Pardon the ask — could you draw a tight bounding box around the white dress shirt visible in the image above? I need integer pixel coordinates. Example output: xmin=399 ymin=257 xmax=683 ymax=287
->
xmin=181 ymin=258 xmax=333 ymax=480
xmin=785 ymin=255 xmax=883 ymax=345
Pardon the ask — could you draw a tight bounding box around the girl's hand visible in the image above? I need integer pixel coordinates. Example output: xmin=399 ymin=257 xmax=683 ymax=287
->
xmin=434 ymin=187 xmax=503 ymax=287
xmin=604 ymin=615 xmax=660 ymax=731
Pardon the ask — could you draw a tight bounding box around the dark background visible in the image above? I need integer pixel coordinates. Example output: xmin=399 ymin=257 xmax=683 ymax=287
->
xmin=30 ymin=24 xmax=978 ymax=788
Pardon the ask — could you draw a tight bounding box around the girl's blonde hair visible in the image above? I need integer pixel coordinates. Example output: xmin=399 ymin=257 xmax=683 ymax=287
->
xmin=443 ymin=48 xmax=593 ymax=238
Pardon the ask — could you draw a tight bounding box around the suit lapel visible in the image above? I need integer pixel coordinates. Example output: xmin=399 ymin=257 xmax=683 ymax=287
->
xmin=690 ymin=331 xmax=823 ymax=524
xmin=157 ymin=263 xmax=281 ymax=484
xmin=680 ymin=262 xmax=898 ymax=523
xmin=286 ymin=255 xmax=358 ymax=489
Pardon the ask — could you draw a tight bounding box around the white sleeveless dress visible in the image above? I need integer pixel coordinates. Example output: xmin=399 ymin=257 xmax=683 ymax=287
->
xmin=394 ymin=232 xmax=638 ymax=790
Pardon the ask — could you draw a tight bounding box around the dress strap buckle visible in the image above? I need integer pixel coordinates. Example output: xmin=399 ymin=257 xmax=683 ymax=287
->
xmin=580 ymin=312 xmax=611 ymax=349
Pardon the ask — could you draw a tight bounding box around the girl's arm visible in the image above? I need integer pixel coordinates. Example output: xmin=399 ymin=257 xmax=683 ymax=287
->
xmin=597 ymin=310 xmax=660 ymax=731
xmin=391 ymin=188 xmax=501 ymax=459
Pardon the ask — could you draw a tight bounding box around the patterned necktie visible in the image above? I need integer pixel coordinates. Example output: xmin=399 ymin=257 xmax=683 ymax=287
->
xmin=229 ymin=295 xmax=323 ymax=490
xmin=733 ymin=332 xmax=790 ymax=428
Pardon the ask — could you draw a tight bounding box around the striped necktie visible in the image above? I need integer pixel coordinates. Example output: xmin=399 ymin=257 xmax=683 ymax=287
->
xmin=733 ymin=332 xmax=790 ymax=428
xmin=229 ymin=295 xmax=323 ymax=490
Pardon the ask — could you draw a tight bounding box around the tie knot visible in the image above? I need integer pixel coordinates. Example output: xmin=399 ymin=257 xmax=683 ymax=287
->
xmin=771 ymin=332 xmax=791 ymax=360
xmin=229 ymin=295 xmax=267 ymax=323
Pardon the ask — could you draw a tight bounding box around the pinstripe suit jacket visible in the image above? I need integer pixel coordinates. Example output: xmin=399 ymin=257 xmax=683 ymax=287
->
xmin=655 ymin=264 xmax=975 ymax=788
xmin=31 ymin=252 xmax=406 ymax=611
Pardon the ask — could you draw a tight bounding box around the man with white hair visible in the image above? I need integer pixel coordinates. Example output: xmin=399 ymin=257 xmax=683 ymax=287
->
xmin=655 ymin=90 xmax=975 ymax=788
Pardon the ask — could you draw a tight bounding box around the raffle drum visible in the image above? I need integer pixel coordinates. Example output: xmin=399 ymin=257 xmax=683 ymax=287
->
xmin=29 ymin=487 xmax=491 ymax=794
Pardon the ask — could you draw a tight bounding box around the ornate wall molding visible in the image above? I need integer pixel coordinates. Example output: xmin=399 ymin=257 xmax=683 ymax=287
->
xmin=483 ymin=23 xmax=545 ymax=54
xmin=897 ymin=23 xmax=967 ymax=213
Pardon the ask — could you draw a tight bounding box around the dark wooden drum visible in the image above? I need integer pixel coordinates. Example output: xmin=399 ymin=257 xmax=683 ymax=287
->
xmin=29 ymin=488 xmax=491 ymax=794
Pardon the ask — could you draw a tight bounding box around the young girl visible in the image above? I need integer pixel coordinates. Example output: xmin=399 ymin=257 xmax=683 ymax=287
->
○ ○ ○ ○
**Problem details**
Give back every one of the records above word for word, with no changes.

**Finished task**
Pardon the ask — could you draw a tight bounding box around the white dress shirt visible in the image above? I need integer pixel coordinates. Example output: xmin=399 ymin=257 xmax=683 ymax=287
->
xmin=181 ymin=258 xmax=333 ymax=480
xmin=785 ymin=255 xmax=883 ymax=345
Pardon the ask — could you draw a tight bounding box around the girl's hand visible in the image above? I need integer pixel coordinates. Example output: xmin=399 ymin=257 xmax=683 ymax=287
->
xmin=434 ymin=187 xmax=503 ymax=287
xmin=604 ymin=615 xmax=660 ymax=731
Pardon the ask — could you draw a tight bounding box around the dark background visible in the image above? I need integer pixel coordinates. Example output: xmin=399 ymin=257 xmax=683 ymax=287
->
xmin=30 ymin=24 xmax=978 ymax=788
Pardon the ask — could you draw a tight bounding box around the girl's blonde hair visible in the image above? I need integer pixel coordinates. Example output: xmin=399 ymin=257 xmax=683 ymax=287
->
xmin=443 ymin=48 xmax=593 ymax=238
Pardon the ask — could you draw a tight bounding box around the suit lapel visible in the image above? I need integer pixel coordinates. Example output: xmin=399 ymin=257 xmax=683 ymax=287
->
xmin=690 ymin=331 xmax=823 ymax=524
xmin=157 ymin=263 xmax=281 ymax=484
xmin=680 ymin=262 xmax=898 ymax=523
xmin=286 ymin=255 xmax=358 ymax=489
Pardon the ask — could you draw a tight bounding box around the white sleeveless dress visible in the image above? I need integer pixel coordinates. Example output: xmin=399 ymin=257 xmax=683 ymax=287
->
xmin=394 ymin=232 xmax=638 ymax=790
Pardon the ask — could you draw a tight bounding box around the dress strap buckle visible in the image above? I need integer pixel coordinates. Example output: xmin=399 ymin=257 xmax=683 ymax=287
->
xmin=580 ymin=312 xmax=611 ymax=349
Pardon the ask — could you draw a tight bounding box around the girl's arm visible in the image above? I need integer pixel coordinates. Example output: xmin=399 ymin=257 xmax=683 ymax=287
->
xmin=597 ymin=310 xmax=660 ymax=731
xmin=391 ymin=188 xmax=501 ymax=459
Pardon the ask — could you draw a tight bounding box around the patterned necktie visible in the image above? I need integer pixel coordinates. Example output: xmin=399 ymin=257 xmax=683 ymax=287
->
xmin=229 ymin=295 xmax=323 ymax=490
xmin=733 ymin=332 xmax=790 ymax=428
Pardon the ask — could you draw a tight bounding box around the striped necktie visible in the image above? I need integer pixel coordinates. Example output: xmin=399 ymin=257 xmax=683 ymax=287
->
xmin=733 ymin=332 xmax=790 ymax=428
xmin=229 ymin=295 xmax=323 ymax=490
Pardon the ask — could you draw a tight bounding box around the tie knot visible in the image above? I need integer pixel coordinates. Example output: xmin=399 ymin=257 xmax=683 ymax=287
->
xmin=771 ymin=332 xmax=791 ymax=360
xmin=229 ymin=295 xmax=267 ymax=323
Pardon the ask — could you draw a tight bounding box around the pinstripe suit jacket visible in the image above? I need integer pixel coordinates. Example output: xmin=399 ymin=257 xmax=683 ymax=287
->
xmin=655 ymin=264 xmax=975 ymax=788
xmin=31 ymin=252 xmax=406 ymax=611
Pardon the ask — could you draw a tight bounding box around the man with white hair visible in the image above? I need integer pixel coordinates. Example output: xmin=399 ymin=257 xmax=683 ymax=287
->
xmin=655 ymin=90 xmax=975 ymax=788
Pardon the ask — could you draw a tight bounding box around the raffle drum visible in the image above? I need integer pixel coordinates. Example output: xmin=399 ymin=257 xmax=683 ymax=287
->
xmin=29 ymin=487 xmax=491 ymax=794
Pardon the ask — could you draw a tight bounding box around the ornate wall molding visible in the image above? I need integer pixel coordinates. Example output: xmin=399 ymin=257 xmax=683 ymax=287
->
xmin=483 ymin=23 xmax=545 ymax=54
xmin=897 ymin=23 xmax=967 ymax=213
Pardon the ask — could you draw a tight bounding box around the dark wooden drum visible in the image above? I need integer pixel coordinates. Example output: xmin=399 ymin=257 xmax=683 ymax=287
->
xmin=29 ymin=488 xmax=491 ymax=794
Pardon the ask — could you draw a tight bounding box around the young girl visible in the image above? I need integer pixel coordinates. Example output: xmin=399 ymin=257 xmax=683 ymax=287
->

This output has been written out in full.